(Entries from a dataset)
"""

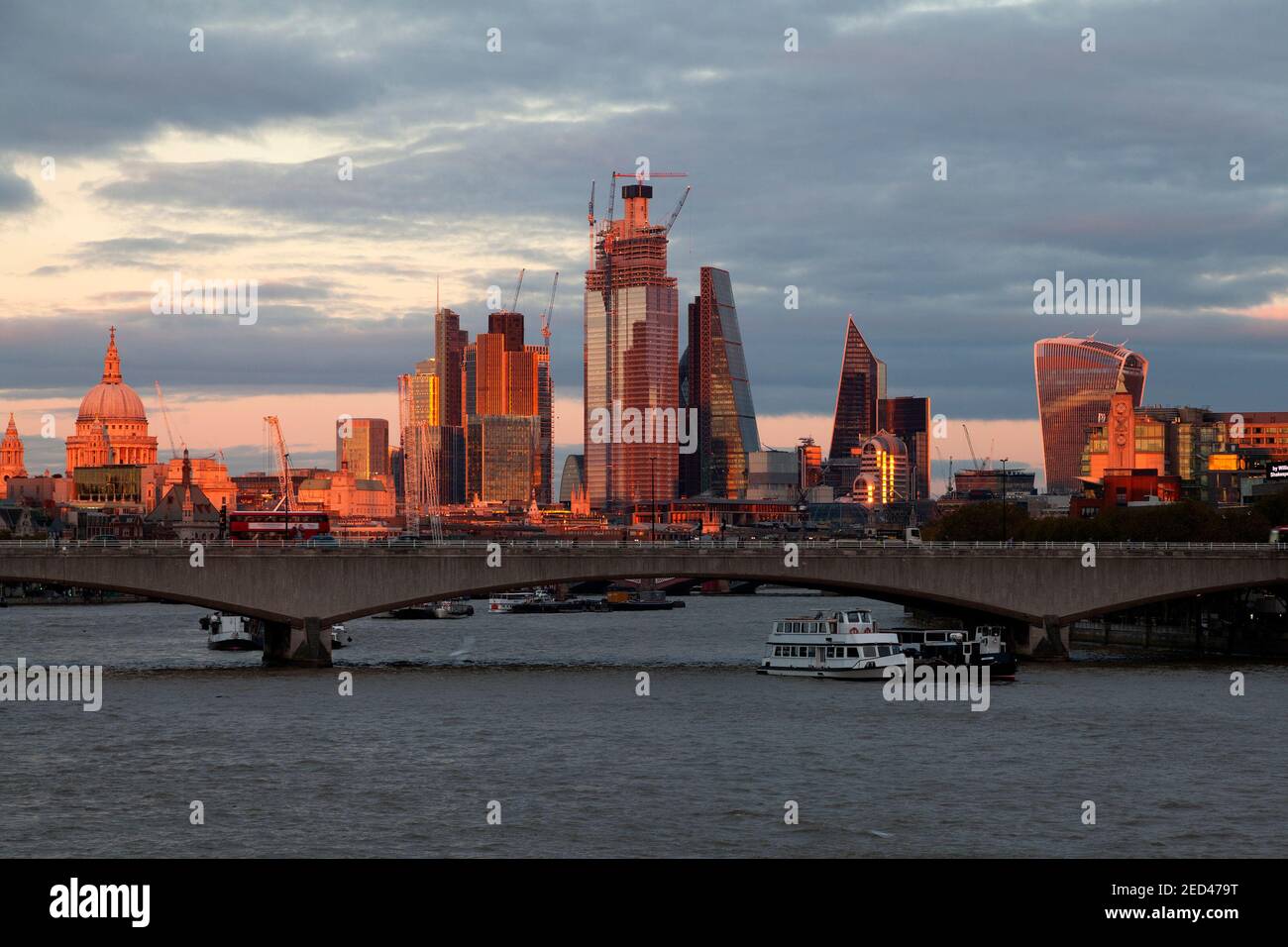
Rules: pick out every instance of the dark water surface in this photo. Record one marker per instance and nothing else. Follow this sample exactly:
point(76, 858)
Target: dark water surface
point(546, 722)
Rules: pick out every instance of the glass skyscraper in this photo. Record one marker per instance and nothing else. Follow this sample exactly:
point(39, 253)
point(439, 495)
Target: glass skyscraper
point(1076, 380)
point(715, 381)
point(861, 386)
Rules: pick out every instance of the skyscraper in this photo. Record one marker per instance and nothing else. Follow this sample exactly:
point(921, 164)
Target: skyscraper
point(1076, 380)
point(362, 447)
point(715, 381)
point(909, 419)
point(631, 326)
point(861, 386)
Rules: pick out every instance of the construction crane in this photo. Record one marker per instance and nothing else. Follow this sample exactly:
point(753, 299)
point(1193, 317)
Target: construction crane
point(165, 416)
point(283, 462)
point(514, 305)
point(549, 312)
point(679, 206)
point(970, 447)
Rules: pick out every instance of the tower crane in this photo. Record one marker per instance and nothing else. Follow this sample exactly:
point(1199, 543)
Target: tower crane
point(970, 447)
point(514, 305)
point(283, 460)
point(549, 312)
point(165, 416)
point(670, 221)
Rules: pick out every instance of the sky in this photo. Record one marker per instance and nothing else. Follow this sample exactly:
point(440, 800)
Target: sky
point(125, 157)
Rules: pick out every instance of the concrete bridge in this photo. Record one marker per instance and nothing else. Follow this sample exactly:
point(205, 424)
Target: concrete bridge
point(1037, 589)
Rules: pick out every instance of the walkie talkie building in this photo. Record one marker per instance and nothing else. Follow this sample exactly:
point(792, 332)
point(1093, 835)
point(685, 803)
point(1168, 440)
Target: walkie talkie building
point(1076, 379)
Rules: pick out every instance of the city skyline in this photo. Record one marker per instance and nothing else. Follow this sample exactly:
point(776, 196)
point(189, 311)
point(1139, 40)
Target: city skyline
point(938, 274)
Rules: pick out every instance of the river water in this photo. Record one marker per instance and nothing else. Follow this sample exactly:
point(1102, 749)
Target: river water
point(545, 720)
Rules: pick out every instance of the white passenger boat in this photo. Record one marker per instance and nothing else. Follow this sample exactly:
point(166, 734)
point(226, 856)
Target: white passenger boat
point(506, 600)
point(831, 644)
point(232, 633)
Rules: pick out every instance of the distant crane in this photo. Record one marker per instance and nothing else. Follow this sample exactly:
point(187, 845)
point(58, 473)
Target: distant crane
point(670, 221)
point(549, 312)
point(283, 462)
point(971, 447)
point(165, 415)
point(514, 305)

"""

→ Set task
Reproduce every item above word for word, but leave out the pictures.

→ Solution to the problem
Rules: pick out every instance of the dark water surface in this photo. Record one marker per instance and nothing else. Follow this sample exactly:
point(76, 858)
Target: dark water surface
point(546, 722)
Rules: pick out every instance of the glass skyscraper in this photo. Record one marker per instance and nothing else. Follow this sample exactly:
point(39, 253)
point(439, 495)
Target: glass skyscraper
point(1076, 380)
point(715, 381)
point(861, 386)
Rules: pick out every instance of the skyscraper in this photo. Record one marker per instance and nothing else. Follow this sample exactly:
point(921, 164)
Target: skyscraper
point(1076, 380)
point(362, 447)
point(715, 381)
point(909, 419)
point(631, 326)
point(861, 386)
Rules: pick out every instance of the construction crane in this photo. Record one marker per instance and nothing else. Follow this sample exactly:
point(753, 299)
point(1193, 317)
Target: construction crane
point(165, 416)
point(283, 462)
point(514, 305)
point(549, 312)
point(679, 206)
point(970, 447)
Rules: pick out every instance of the tower crane in this photo. Record one marker per instance and nothing else. Follow this sample exactly:
point(1199, 543)
Target: tower crane
point(970, 447)
point(514, 305)
point(283, 460)
point(549, 312)
point(165, 416)
point(670, 221)
Rules: pick out every instance of the sky in this photo. Record one marker per instance and nothing else. Follow this sample exactly:
point(440, 800)
Target: sky
point(125, 157)
Rules: pick out every instance of the concrete bridge in this photo. Record one marker per instance and nothing else. Follow this sample exactly:
point(205, 424)
Target: concrete bridge
point(1037, 589)
Rules: pick out every instance of the walkie talkie building in this photo. Record one marker per instance and nothing else. Follow this sample exactly:
point(792, 332)
point(1093, 835)
point(685, 803)
point(1168, 440)
Target: walkie talkie building
point(1076, 379)
Rules: pick out every instance of the city skyline in this photo. Record one marker per instance and nothing else. Follow this sample exactly:
point(776, 196)
point(189, 311)
point(1139, 40)
Target: city skyline
point(938, 274)
Rules: pick out every instance of the river water in this photo. Record one marker per instance and nothing else. Follow this sample exactly:
point(1102, 749)
Target: river water
point(545, 720)
Rules: pick out every instance of the white passenger boat in this photo. Record one marker per instance and nothing else. Follow this sample exactly:
point(166, 734)
point(226, 856)
Target: white passenger boat
point(506, 600)
point(831, 644)
point(232, 633)
Rules: pick out every instance of the distant crane in this photo. Record one marker per instance and nothing else. Follow this sample exactly:
point(187, 845)
point(58, 473)
Target: distant crane
point(670, 221)
point(549, 312)
point(283, 462)
point(971, 447)
point(165, 415)
point(514, 305)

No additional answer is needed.